WORK REQUEST: From the data below, repeat exactly the lines from the line with "Target: elderly woman's face" to the line with "indicate the green lawn, one dot per instance", both included.

SUPPLIED ENTRIES:
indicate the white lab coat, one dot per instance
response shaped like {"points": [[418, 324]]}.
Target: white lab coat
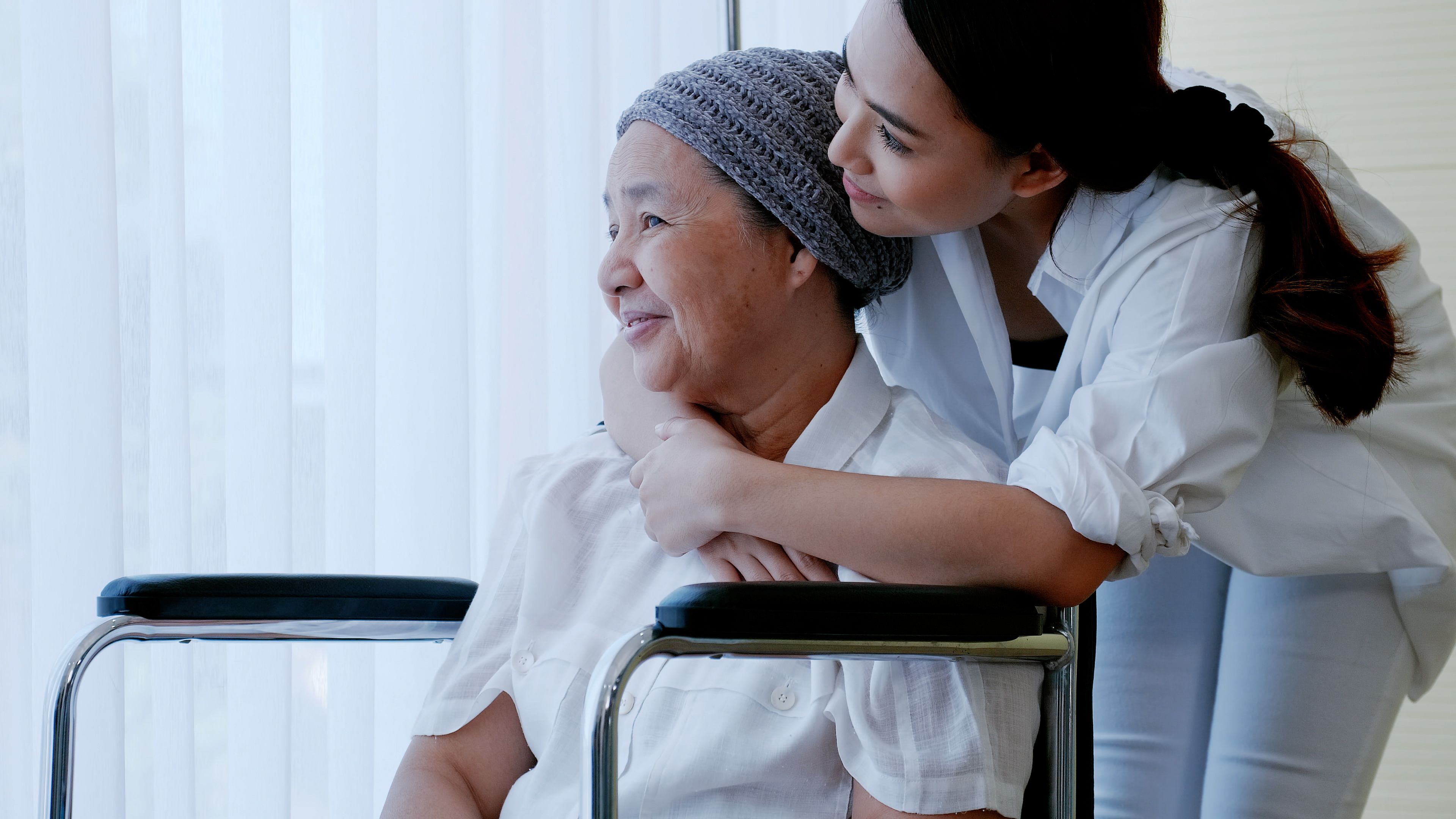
{"points": [[1168, 422]]}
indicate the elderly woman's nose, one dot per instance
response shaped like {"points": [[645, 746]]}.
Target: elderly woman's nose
{"points": [[618, 271]]}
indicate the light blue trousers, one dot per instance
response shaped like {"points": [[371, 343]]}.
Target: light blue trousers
{"points": [[1225, 696]]}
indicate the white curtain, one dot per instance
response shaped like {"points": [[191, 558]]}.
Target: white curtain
{"points": [[289, 288]]}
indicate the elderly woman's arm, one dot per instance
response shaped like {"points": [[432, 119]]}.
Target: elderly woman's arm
{"points": [[890, 528], [893, 530], [465, 774]]}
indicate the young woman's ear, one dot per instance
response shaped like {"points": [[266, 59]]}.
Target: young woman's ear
{"points": [[1036, 173]]}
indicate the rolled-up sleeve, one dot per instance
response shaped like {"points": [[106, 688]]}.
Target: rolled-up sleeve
{"points": [[1177, 399]]}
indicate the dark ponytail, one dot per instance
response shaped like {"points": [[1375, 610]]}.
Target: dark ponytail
{"points": [[1084, 82]]}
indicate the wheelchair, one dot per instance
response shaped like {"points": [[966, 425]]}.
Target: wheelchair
{"points": [[717, 620]]}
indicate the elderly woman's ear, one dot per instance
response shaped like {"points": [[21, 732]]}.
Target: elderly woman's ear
{"points": [[801, 264]]}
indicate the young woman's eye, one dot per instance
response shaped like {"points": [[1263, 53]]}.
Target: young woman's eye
{"points": [[896, 146]]}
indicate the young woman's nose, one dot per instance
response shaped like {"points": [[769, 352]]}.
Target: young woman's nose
{"points": [[618, 271], [846, 149]]}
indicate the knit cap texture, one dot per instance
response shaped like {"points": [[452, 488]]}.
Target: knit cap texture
{"points": [[766, 117]]}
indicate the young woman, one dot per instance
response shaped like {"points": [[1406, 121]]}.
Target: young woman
{"points": [[1181, 326]]}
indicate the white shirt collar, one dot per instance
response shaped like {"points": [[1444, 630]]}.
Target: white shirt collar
{"points": [[846, 422], [1087, 237]]}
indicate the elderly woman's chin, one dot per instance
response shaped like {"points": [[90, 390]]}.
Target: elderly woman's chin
{"points": [[657, 369]]}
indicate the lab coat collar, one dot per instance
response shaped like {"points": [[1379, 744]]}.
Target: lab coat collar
{"points": [[842, 426], [1091, 229]]}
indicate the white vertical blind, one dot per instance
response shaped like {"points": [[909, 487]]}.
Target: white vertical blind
{"points": [[289, 286], [1378, 82]]}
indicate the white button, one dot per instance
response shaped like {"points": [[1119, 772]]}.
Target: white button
{"points": [[783, 698]]}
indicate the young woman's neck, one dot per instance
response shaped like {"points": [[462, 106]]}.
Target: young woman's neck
{"points": [[1014, 241]]}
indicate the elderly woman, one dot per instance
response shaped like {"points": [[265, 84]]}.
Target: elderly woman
{"points": [[736, 270]]}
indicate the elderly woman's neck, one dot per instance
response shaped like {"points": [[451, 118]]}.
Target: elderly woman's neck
{"points": [[791, 390]]}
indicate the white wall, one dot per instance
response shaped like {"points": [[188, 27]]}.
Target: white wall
{"points": [[1378, 82]]}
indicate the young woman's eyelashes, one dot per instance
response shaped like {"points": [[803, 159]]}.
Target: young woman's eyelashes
{"points": [[890, 142]]}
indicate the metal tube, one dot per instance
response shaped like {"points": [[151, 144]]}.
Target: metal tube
{"points": [[59, 732], [615, 670], [1061, 712]]}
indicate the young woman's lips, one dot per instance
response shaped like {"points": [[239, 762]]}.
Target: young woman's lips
{"points": [[641, 327], [860, 195]]}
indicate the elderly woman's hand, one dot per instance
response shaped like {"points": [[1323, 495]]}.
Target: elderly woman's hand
{"points": [[685, 483]]}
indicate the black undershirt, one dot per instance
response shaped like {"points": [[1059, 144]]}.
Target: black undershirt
{"points": [[1037, 355]]}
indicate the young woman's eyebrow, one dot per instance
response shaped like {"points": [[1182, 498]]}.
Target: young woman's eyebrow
{"points": [[635, 191], [884, 113]]}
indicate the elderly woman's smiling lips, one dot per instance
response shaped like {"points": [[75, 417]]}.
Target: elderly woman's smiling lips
{"points": [[640, 324]]}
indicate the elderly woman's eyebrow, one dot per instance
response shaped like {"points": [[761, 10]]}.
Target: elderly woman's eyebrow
{"points": [[635, 191]]}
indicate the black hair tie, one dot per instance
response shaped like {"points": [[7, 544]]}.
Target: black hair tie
{"points": [[1208, 140]]}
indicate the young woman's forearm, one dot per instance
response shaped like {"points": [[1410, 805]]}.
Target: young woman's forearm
{"points": [[631, 411], [922, 530]]}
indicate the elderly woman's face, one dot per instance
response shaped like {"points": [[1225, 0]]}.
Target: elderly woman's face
{"points": [[698, 290]]}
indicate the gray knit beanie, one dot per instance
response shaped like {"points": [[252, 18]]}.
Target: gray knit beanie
{"points": [[766, 117]]}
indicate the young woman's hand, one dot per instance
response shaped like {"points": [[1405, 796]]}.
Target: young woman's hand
{"points": [[733, 556], [686, 482]]}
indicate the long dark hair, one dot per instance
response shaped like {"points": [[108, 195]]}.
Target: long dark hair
{"points": [[1083, 81]]}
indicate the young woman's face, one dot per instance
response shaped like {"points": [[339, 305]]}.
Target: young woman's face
{"points": [[913, 167]]}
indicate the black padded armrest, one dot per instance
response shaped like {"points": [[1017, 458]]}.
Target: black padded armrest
{"points": [[871, 611], [286, 596]]}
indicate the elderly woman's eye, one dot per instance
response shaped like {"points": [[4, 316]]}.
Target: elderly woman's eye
{"points": [[896, 146]]}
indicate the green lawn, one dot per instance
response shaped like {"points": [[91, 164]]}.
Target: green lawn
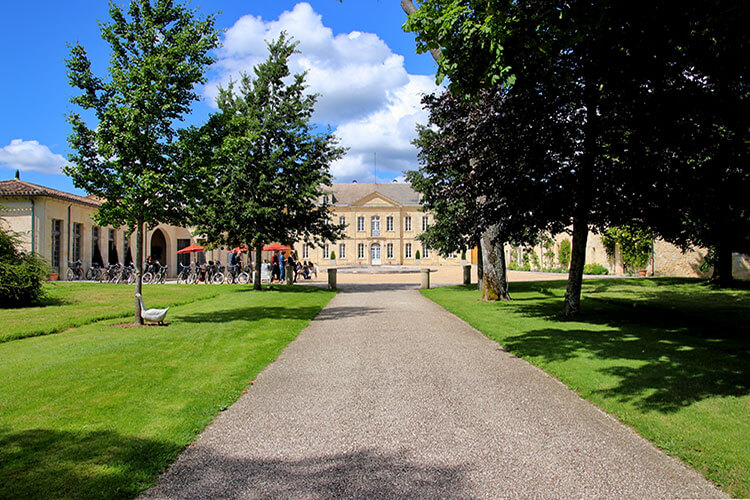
{"points": [[98, 411], [670, 357], [67, 304]]}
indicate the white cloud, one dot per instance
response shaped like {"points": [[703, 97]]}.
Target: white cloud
{"points": [[31, 156], [365, 91]]}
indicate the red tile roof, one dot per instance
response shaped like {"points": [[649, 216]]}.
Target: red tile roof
{"points": [[17, 187]]}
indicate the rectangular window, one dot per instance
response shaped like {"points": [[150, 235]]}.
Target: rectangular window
{"points": [[112, 247], [128, 258], [96, 254], [56, 239], [77, 238], [183, 258]]}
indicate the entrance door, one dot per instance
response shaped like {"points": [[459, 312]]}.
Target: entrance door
{"points": [[375, 226], [375, 254]]}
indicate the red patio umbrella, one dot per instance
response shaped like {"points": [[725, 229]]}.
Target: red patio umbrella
{"points": [[190, 249], [275, 246]]}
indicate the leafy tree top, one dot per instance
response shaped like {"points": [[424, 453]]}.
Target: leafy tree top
{"points": [[259, 168], [160, 52]]}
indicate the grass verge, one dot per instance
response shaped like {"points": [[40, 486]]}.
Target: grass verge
{"points": [[67, 305], [99, 410], [668, 357]]}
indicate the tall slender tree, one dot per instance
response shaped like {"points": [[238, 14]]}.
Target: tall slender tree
{"points": [[259, 171], [160, 52]]}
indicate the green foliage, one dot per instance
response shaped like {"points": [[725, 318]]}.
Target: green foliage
{"points": [[634, 244], [257, 170], [159, 54], [563, 253], [129, 156], [21, 273], [595, 269]]}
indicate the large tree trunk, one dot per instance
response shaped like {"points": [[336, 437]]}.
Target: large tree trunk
{"points": [[138, 270], [480, 264], [258, 265], [722, 274], [494, 282], [572, 305]]}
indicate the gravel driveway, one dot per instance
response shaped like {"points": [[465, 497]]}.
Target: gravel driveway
{"points": [[387, 395]]}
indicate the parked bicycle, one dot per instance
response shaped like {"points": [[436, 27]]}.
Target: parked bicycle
{"points": [[155, 273], [75, 271], [92, 273], [237, 275]]}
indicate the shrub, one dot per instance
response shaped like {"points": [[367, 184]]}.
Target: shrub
{"points": [[21, 274], [595, 269], [634, 243], [563, 253]]}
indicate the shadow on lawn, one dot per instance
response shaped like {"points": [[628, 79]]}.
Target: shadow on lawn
{"points": [[250, 313], [55, 464], [677, 360], [361, 473]]}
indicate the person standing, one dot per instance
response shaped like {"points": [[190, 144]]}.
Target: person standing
{"points": [[275, 266]]}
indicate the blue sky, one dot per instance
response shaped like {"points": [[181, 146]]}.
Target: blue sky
{"points": [[358, 58]]}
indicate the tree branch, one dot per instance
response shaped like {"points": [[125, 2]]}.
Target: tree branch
{"points": [[410, 8]]}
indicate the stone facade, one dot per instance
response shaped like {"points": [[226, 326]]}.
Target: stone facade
{"points": [[382, 223], [59, 226]]}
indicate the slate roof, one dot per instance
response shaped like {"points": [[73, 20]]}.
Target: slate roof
{"points": [[17, 187], [346, 194]]}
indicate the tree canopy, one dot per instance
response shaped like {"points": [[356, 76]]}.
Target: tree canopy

RESPONSE:
Target: elderly woman's face
{"points": [[698, 290]]}
indicate the gray knit beanie, one dot per instance
response shaped like {"points": [[252, 18]]}.
Target: gray knit beanie
{"points": [[766, 117]]}
indicate the young woman's hand, one dot per instance
response shaped like {"points": [[1405, 796]]}.
Target: young woman's hand
{"points": [[733, 556], [686, 482]]}
indicate the long dark hair, one dot per instance
response shaped like {"points": [[108, 195]]}.
Target: long dark hair
{"points": [[1083, 81]]}
indicate the young woman's face, one dot per instance
response shaped like {"points": [[339, 305]]}.
Target: young woman's face
{"points": [[913, 167]]}
indicate the black padded armrest, one dot per instance
response shaped like {"points": [[1017, 458]]}.
Target: black padded armrest
{"points": [[871, 611], [286, 596]]}
indicate the elderly woman's eye, one dot per instance
response shaped like {"points": [[4, 316]]}.
Target: elderly woman's eye
{"points": [[896, 146]]}
indicate the green lawn, one dot per instance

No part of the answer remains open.